→ **Source records**:
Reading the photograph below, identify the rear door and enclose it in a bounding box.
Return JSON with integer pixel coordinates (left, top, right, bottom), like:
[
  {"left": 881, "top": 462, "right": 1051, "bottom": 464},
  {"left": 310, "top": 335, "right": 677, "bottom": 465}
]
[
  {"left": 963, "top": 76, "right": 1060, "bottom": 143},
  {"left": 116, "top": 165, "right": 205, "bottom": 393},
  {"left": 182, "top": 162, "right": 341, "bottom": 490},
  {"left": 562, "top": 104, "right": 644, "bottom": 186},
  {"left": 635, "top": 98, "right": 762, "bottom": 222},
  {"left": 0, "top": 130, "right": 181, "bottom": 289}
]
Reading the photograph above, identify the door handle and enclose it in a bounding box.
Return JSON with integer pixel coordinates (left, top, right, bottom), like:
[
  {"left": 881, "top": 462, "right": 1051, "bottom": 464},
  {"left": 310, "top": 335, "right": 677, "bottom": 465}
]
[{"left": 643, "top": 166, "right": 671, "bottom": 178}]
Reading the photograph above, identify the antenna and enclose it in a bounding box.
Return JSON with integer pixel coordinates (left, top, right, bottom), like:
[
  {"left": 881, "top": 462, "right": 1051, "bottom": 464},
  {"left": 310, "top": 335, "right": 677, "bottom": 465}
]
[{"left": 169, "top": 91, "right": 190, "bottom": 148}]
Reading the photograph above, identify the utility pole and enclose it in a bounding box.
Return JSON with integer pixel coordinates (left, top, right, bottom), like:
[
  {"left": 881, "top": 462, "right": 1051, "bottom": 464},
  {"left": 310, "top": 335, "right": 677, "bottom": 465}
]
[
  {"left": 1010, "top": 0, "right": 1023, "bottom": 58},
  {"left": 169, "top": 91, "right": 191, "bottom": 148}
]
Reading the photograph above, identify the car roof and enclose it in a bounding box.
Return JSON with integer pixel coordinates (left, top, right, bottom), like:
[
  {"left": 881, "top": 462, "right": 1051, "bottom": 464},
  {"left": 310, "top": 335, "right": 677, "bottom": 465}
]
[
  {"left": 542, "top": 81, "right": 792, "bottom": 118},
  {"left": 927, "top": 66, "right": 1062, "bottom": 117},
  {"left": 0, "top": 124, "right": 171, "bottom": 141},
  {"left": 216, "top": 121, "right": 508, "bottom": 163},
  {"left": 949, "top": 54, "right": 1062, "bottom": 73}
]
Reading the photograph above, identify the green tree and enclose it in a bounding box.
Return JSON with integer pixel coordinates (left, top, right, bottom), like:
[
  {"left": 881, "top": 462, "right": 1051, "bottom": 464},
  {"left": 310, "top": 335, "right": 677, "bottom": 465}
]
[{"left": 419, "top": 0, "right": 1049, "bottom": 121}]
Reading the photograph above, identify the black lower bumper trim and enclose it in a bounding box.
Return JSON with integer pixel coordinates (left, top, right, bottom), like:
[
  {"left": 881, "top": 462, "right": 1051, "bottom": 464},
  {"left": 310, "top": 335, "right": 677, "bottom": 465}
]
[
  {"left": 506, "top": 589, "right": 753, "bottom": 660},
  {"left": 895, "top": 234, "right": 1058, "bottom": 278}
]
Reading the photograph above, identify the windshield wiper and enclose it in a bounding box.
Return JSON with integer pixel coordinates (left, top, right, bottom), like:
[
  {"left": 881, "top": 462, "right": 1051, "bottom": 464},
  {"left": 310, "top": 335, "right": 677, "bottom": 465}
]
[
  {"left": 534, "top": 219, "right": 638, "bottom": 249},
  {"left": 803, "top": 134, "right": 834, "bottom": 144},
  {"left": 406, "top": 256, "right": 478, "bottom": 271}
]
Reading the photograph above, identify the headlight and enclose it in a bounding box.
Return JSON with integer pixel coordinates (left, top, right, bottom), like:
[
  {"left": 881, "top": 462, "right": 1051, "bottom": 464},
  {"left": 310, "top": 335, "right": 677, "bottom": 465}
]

→ **About this exercise**: Find every line in the records that has the word "door". Then report the count alone.

→ **The completed task**: 2